→ **Extract provided**

Aug 08 2011
Remember that famous scene from Star Trek II – Kirk and Khan are engaged in a classic submarine-style fight in a large gas cloud. Spock has analyzed Khan’s tactics and deduced that while Khan is genetically engineered to be brilliant, he is inexperienced. “He’s thinking two-dimensionally,” concludes Spock. Next we see the Enterprise rise up out of the depths of the cloud (relatively speaking) and get a sneak attack on Khan’s ship from behind.
While very dramatic, I always wondered how realistic that scene was. Is there a naive tendency to think two-dimensionally, even when flying out in space? Well, new evidence suggests that perhaps there is.
Neuroscientists have published a study in rats in which they look at the activation of two specialized types of neurons, grid cells and place cells, in rat brains as they navigate a three-dimensional space.
For background, place cells are special neurons that fire in relation to an object’s location. Grid cells fire in relation to an object’s distance. With direction and distance our brains can map where stuff is in relation to us and other stuff. The research, however, has focused on two-dimensional location. Hayman and colleagues therefore decided to study place and grid cells in 3D apparatuses – a climbing wall and a vertical helix.
What they found was that the grid and place cells functioned as predicted in the horizontal plane. However, the grid cells (the ones that encode distance) fired very little or not at all in response to vertical distance. In other words – rat brains are good at mapping how far something is, but not how high it is.
Of course, this is just one study in rats, so we need to explore this issue further, with different mammals (hopefully eventually humans) and in different experimental setups. The experimenters infer that what they found is generalizable to the mammalian brain. This is not unreasonable, but I wonder if primates who were adapted to living in trees developed more of a three-dimensional mental map. If so, did humans retain that enhanced vertical mapping, or did our ancestors lose it on the planes of Africa?
If we assume that the results of this study apply to humans, does that make sense in terms of our own experience. Obviously, we can think three-dimensionally – we can think about how high something is. But we may still retain a horizontal bias. It does seem as if we are more comfortable with the horizontal plane than the vertical dimension. The difference may be between having dedicated hardware that is very good at horizontal reasoning, and having to use more general cortical resources to transpose our spatial reasoning into the vertical dimension. This would give us the ability to map in 3D, but just better and more effortlessly in the horizontal plane.

→ **Instructions**
a – In the article on grid and place cells, turn the paragraph beginning "What they found was" into a short bulleted list that keeps its main findings.
b – Translate this sentence from the article on grid and place cells into Spanish: "In other words – rat brains are good at mapping how far something is, but not how high it is."
c – Retype the passage from the article on grid and place cells word for word, starting at "Neuroscientists have published" and ending at "a vertical helix.".
These lines play no part in any of the tasks.

[Dataset items]
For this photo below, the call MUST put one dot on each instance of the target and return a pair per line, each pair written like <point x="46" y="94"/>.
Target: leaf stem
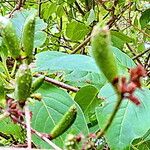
<point x="28" y="126"/>
<point x="4" y="115"/>
<point x="14" y="68"/>
<point x="6" y="69"/>
<point x="110" y="120"/>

→ **Numbered responses**
a –
- Grid and place cells worked as predicted in the horizontal plane.
- Grid cells, which encode distance, fired very little or not at all in response to vertical distance.
- Rat brains are good at mapping how far away something is, but not how high it is.

b – En otras palabras, el cerebro de las ratas es bueno para mapear a qué distancia está algo, pero no a qué altura está.

c –
Neuroscientists have published a study in rats in which they look at the activation of two specialized types of neurons, grid cells and place cells, in rat brains as they navigate a three-dimensional space.
For background, place cells are special neurons that fire in relation to an object’s location. Grid cells fire in relation to an object’s distance. With direction and distance our brains can map where stuff is in relation to us and other stuff. The research, however, has focused on two-dimensional location. Hayman and colleagues therefore decided to study place and grid cells in 3D apparatuses – a climbing wall and a vertical helix.